## YOUR TASK
Can you carry on the discussion about Firefox's DNS over HTTPS and the hosts file, starting after its last sentence?

Because DoH is meant to work on the application level, not OS level. You are trying to do something based on libc's resolver. If you use'd e.g. GoLang's resolver you would have similar behavior.
This is "better" because it's following the spirit of domain separation. In fact, if Mozilla's application based resolver started mucking with /etc/hosts it would, in fact, be breaking your shit.
There are more than one platform that are affected by this, as windows uses it's own hosts file too, so it's not just a libc thing. Every sysadmin and homebrew hacker knows of the hosts file that I'm aware of, regardless of the platform.
FFox has no need to be 'mucking' (which I understand to mean to 'write to') with hosts: it needs to read it and parse it.
Failure to do so will always generate an endless stream of "hosts file isn't being honoured" style bug reports. I think you would agree with me that the FFox maintainers & dev's have got better things to do than to answer WONTFIX on the same fault again and again.
>Because DoH is meant to work on the application level, not OS level.
And thus, we arrive at the crux of the issue, as stated in my original post. It is not the job of everyday applications to be making decisions about name resolution.
>In fact, if Mozilla's application based resolver started mucking with /etc/hosts
Mozilla's application doesn't even need to know about /etc/hosts. It needs to ask the system name resolution interface to resolve a name for it, and then run with what it is given, rather than Mozilla deciding that their baby is too important to use that interface and then proceed to implement one on their own.
Don't turn DoH in FF on if you don't like it (or turn it off).
You're acting like mozilla is deciding this for you without giving you a say. They're not. They're offering you something you don't even have to accept - because they care about your privacy online and they're not happy about little governments dabbling in the censorship game either.
I'm pretty sure the TOR browser is using its own name resolution too - as a privacy feature. This isn't very different.
> It needs to ask the system name resolution interface to resolve a name for it, and then run with what it is given
Despite me agreeing with your need for hosts to work, your suggestion here wont. As the others have mentioned the hosts integration is down way down deep in the code (libc and kernell.dll as far as I know) and is basically an automated part of getting the address of a name, which does a proper DNS lookup automatically (if not found in hosts), meaning DoH wont get a chance.

## STORED RECORDS
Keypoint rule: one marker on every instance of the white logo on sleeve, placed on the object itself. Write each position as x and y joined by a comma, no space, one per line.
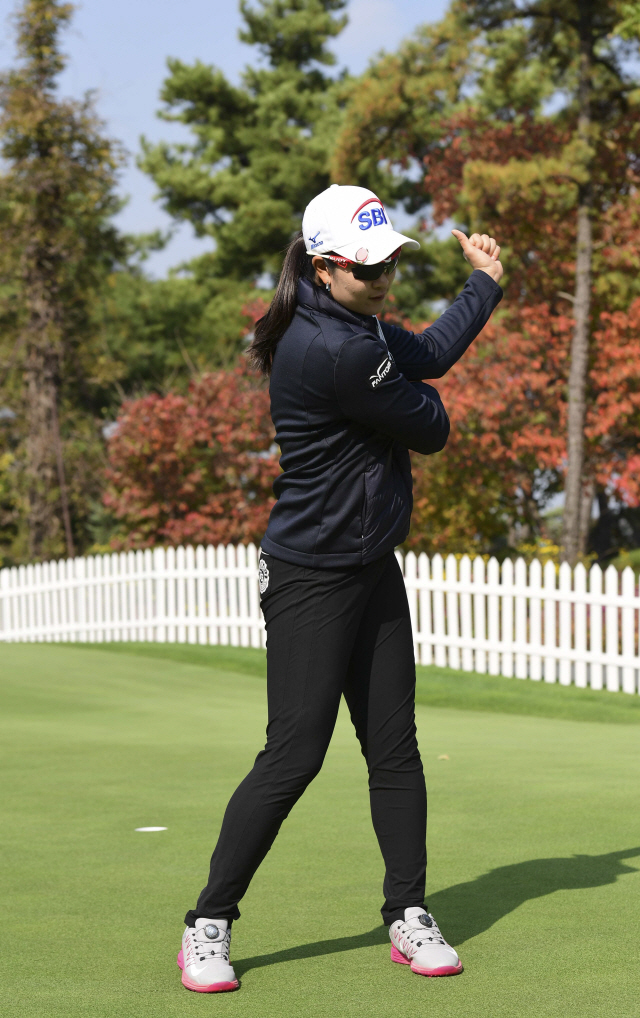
381,373
263,575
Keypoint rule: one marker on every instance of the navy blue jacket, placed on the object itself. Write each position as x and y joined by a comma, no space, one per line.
348,404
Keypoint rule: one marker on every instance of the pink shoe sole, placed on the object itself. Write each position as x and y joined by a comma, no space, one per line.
400,959
214,987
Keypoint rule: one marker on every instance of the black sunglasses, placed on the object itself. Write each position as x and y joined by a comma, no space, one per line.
368,272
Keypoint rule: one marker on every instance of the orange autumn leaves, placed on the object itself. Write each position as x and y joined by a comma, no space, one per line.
193,468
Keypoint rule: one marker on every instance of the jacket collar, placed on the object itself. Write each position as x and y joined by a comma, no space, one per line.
317,299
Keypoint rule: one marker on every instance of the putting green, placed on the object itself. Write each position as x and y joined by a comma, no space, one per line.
534,849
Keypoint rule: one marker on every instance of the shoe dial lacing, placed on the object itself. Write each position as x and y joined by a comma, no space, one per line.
206,949
424,934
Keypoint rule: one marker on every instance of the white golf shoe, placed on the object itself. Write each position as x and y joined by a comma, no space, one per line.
204,957
417,942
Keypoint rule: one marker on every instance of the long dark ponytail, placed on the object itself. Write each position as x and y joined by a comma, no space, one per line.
271,328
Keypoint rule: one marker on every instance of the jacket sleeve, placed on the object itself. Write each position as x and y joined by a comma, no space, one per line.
430,354
371,391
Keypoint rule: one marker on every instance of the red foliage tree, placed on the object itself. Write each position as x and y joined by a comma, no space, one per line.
195,467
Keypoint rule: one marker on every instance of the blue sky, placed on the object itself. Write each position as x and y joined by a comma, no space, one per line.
120,48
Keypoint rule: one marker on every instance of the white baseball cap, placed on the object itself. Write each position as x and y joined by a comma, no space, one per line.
353,223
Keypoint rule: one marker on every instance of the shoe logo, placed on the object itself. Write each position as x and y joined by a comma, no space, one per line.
263,575
381,373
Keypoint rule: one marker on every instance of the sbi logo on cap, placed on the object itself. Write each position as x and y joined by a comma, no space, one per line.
370,217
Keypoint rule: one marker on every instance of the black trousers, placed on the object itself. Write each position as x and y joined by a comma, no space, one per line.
331,632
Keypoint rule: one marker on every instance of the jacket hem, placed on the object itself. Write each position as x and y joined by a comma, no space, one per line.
328,561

## WRITTEN ANSWER
This means that FFox will need to independantly look up and parse the hosts file as part of it's DoH lookup, basically mimicking what libc is doing on 'nix boxes. It's what the other GPs are mentioning as a no-go/non-starter, whereas I suggest it's not hard to parse a text file.
Using the hosts file to visit a staging environment is a gross practice anyway. Just make the domain configurable in your code and either but the IP directly or make some subdomain (or better yet, separate domain) redirect to it.
I'm not convinced that's the same situation or if what you're describing is necessary in the majority of cases. Using the "correct" domain shouldn't be the norm - it should be an exceptional circumstance. As demonstrated in the above comment, it's easy to accidentally hit the production environment at which point you may be convinced that everything is alright and ship a broken change to production.
OTOH, in the real world, almost all websites that I've got to migrate are somewhat hardcoded for one domain (I've got this side project were I do websites hosting, good recurring money, little work).
Going for /etc/hosts is the only pragmatic choice here.
Yeah, you're right, I'm all for pragmatism when it's just a small site not in active development. I just didn't want people getting the idea that this is a good practice. It's a hack, and a dangerous one at that, but hacks can be okay depending on the circumstance.
It's a quick way to get around iframe requests when the site in question has something like frame-ancestors set and you're doing local development against it. Ignoring the hosts file makes development more difficult. I like firefox and I develop for it first before chrome and safari but I don't agree with your assessment or theirs.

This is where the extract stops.